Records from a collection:

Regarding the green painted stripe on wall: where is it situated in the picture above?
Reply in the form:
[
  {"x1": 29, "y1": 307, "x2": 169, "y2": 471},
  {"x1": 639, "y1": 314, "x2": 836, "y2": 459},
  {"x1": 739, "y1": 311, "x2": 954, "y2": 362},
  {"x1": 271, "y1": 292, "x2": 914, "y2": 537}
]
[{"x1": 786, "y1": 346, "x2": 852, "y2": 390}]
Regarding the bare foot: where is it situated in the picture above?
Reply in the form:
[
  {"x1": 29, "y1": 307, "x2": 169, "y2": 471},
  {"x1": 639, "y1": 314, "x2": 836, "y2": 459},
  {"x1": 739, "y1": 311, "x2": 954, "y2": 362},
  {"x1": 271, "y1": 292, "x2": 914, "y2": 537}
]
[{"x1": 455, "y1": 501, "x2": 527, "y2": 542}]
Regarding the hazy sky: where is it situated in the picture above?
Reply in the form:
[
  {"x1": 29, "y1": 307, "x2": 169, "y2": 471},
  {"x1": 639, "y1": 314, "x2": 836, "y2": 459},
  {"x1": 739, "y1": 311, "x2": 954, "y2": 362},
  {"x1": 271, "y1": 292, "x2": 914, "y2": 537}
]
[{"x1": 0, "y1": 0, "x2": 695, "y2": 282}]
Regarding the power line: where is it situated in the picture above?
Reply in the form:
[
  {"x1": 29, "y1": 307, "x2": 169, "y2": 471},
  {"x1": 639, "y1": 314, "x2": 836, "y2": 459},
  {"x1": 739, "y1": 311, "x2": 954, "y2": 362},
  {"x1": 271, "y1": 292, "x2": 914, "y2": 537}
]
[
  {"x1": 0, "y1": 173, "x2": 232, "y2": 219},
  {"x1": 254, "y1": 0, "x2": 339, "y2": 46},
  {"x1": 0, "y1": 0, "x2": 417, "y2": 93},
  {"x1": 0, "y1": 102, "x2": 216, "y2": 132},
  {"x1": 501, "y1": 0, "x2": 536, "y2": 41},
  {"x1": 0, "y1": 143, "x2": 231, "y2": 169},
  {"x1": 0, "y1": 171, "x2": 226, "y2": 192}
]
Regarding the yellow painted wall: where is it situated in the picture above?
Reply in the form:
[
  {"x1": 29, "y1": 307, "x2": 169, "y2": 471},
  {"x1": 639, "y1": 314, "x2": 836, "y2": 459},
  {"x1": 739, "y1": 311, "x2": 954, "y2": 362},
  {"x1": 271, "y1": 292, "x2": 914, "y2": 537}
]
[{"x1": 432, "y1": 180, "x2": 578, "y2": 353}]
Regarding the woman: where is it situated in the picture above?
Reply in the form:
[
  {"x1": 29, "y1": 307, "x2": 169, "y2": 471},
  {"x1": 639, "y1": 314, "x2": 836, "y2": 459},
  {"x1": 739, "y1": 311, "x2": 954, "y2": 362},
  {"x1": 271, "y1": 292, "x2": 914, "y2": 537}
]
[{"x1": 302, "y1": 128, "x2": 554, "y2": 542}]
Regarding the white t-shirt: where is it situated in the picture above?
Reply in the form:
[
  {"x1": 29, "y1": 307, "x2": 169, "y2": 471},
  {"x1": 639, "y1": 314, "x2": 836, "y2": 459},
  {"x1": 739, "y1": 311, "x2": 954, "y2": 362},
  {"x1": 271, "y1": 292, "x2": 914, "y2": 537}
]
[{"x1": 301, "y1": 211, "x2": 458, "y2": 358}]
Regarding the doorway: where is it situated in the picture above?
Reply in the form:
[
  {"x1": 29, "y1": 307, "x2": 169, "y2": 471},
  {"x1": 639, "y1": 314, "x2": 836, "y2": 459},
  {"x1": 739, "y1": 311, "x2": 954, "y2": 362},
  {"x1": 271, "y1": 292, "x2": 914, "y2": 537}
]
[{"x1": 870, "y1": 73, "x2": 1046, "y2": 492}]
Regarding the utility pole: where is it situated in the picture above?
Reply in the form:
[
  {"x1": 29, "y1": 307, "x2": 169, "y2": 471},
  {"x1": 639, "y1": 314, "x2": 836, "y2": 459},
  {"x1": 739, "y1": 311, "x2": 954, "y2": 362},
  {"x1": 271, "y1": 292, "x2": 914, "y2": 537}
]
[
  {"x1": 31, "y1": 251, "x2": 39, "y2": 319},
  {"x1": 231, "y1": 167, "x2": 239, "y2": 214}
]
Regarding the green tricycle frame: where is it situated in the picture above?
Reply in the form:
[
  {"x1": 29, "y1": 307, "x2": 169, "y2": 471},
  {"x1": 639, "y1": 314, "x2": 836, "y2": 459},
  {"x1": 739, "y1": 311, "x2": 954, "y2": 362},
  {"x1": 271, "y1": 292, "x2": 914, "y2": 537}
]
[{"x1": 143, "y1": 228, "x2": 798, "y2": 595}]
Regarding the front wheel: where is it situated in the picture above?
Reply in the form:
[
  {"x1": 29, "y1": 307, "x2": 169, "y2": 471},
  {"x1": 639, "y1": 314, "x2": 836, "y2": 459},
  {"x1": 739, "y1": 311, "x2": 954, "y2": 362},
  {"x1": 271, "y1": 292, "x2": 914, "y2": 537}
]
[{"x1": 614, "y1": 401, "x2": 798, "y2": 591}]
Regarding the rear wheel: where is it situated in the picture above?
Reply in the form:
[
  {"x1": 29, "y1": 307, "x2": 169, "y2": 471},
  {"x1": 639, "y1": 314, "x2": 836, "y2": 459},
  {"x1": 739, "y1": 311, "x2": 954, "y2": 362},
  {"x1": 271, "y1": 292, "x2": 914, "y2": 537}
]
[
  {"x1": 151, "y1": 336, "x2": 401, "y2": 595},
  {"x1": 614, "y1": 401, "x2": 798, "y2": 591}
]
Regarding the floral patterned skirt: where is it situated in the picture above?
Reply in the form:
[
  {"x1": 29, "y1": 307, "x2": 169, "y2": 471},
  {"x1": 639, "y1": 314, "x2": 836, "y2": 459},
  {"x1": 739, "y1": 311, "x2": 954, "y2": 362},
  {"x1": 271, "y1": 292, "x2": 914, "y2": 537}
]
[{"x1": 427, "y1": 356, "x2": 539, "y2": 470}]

--

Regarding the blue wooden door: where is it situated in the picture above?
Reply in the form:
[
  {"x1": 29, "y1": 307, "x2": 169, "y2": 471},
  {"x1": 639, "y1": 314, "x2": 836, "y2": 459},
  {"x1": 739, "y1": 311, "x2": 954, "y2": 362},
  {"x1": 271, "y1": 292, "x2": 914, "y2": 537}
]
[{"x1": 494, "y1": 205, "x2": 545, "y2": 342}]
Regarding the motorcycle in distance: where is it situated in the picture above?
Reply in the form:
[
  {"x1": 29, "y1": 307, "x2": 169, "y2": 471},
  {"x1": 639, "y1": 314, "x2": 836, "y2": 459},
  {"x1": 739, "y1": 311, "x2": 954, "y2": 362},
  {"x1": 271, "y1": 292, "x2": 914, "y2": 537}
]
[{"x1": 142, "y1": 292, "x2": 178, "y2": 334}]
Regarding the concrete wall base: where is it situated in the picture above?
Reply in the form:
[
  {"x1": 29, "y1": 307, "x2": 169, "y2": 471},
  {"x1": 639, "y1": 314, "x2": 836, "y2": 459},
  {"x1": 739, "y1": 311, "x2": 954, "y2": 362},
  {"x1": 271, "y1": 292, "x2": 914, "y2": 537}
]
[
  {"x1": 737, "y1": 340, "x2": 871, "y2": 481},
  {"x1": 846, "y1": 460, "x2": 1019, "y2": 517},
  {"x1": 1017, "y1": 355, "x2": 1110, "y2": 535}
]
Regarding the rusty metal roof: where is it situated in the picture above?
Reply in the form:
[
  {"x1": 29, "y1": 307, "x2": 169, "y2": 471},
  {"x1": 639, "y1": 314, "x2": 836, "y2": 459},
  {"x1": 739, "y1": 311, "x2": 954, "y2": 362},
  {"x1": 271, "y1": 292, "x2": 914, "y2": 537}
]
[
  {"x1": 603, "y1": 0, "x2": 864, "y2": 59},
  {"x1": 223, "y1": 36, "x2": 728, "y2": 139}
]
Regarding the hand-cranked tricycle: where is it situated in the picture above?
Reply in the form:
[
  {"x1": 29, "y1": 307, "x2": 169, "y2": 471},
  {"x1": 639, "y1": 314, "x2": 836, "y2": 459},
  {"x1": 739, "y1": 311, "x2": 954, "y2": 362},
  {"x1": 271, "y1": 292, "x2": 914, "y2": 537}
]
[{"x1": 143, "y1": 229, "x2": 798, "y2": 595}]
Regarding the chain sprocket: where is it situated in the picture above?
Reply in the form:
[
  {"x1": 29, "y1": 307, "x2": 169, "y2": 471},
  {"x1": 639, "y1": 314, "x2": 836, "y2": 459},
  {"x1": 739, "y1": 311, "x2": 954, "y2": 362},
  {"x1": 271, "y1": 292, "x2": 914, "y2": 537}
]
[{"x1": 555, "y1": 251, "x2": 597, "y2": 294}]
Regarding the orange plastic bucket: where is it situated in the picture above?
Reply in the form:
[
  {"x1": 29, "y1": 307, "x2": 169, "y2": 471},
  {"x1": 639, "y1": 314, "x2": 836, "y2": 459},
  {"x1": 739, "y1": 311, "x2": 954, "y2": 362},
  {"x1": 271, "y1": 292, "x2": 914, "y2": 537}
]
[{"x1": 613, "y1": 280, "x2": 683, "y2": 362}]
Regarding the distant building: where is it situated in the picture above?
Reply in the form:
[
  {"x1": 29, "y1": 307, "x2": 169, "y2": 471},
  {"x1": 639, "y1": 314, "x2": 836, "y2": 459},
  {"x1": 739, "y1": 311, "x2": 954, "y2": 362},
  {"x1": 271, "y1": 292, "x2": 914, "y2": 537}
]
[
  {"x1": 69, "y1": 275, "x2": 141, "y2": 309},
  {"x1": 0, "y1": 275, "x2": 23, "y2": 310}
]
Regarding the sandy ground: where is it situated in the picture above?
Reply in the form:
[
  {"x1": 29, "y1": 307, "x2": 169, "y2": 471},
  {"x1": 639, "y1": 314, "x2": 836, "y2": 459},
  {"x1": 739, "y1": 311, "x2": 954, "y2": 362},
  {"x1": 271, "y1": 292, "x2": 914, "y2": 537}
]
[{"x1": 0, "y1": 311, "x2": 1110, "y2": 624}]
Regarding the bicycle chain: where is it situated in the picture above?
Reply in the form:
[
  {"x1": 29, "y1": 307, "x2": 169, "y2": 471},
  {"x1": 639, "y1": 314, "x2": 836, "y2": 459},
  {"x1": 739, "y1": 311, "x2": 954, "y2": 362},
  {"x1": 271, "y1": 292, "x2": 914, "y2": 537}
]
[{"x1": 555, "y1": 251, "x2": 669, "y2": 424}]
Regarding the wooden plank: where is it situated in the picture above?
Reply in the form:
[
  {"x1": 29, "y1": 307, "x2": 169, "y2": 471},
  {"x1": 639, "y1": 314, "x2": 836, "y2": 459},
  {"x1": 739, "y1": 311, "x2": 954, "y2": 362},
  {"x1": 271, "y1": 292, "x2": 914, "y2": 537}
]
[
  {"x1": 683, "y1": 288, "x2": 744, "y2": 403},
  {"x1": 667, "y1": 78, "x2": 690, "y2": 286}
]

---

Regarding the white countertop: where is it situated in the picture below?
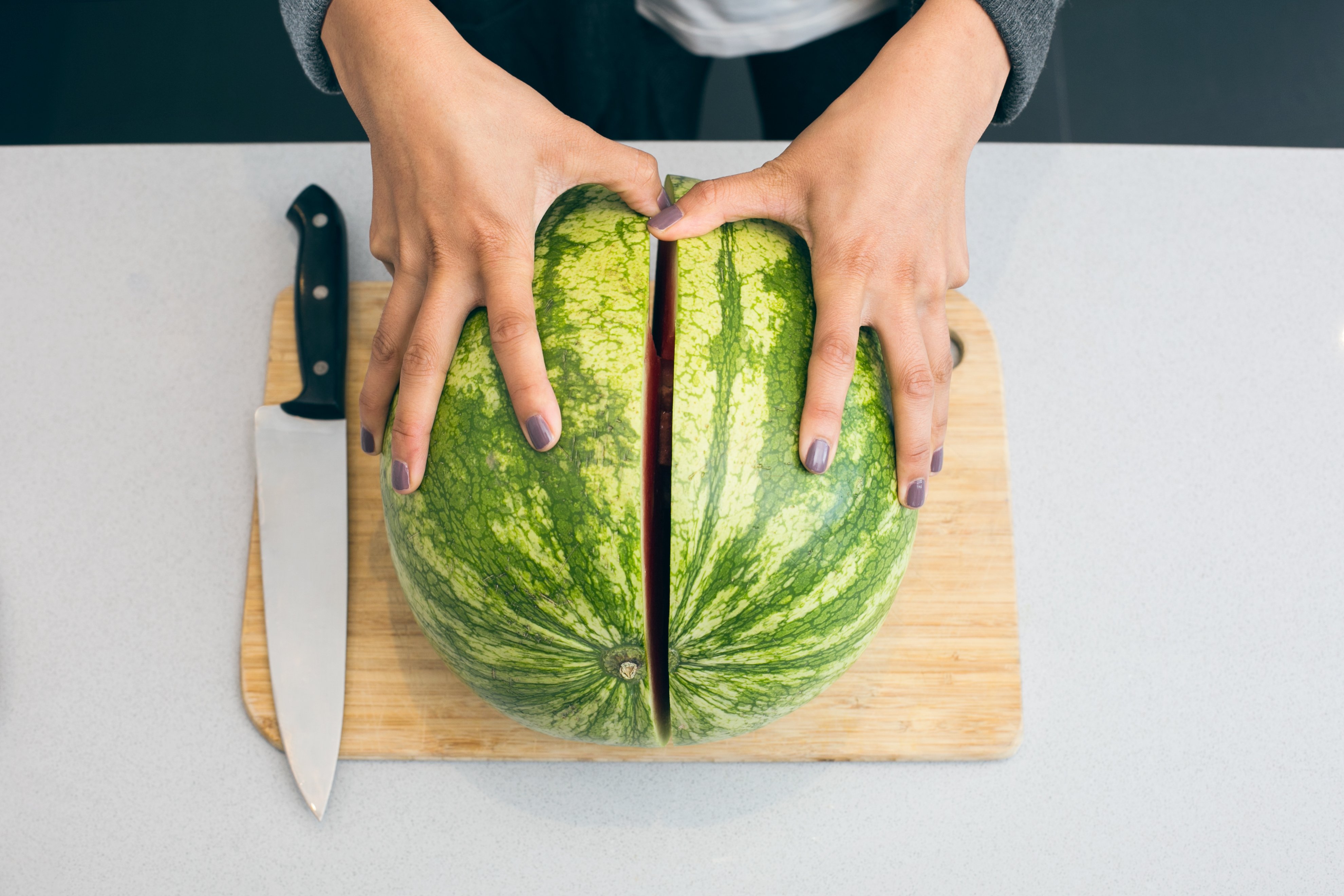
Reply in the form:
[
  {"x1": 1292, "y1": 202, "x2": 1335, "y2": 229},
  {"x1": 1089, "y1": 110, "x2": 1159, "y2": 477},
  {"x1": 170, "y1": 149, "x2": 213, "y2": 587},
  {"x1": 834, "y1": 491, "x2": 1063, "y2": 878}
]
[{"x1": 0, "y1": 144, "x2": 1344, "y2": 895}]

• _EXERCISE BRIEF_
Locate every line in the material above that contains the word "wheel", and copy each of those lines.

• _WRITTEN ANSWER_
Regarding the front wheel: where is it situated in the picture above?
Regarding the rear wheel: where is it situated in the picture above?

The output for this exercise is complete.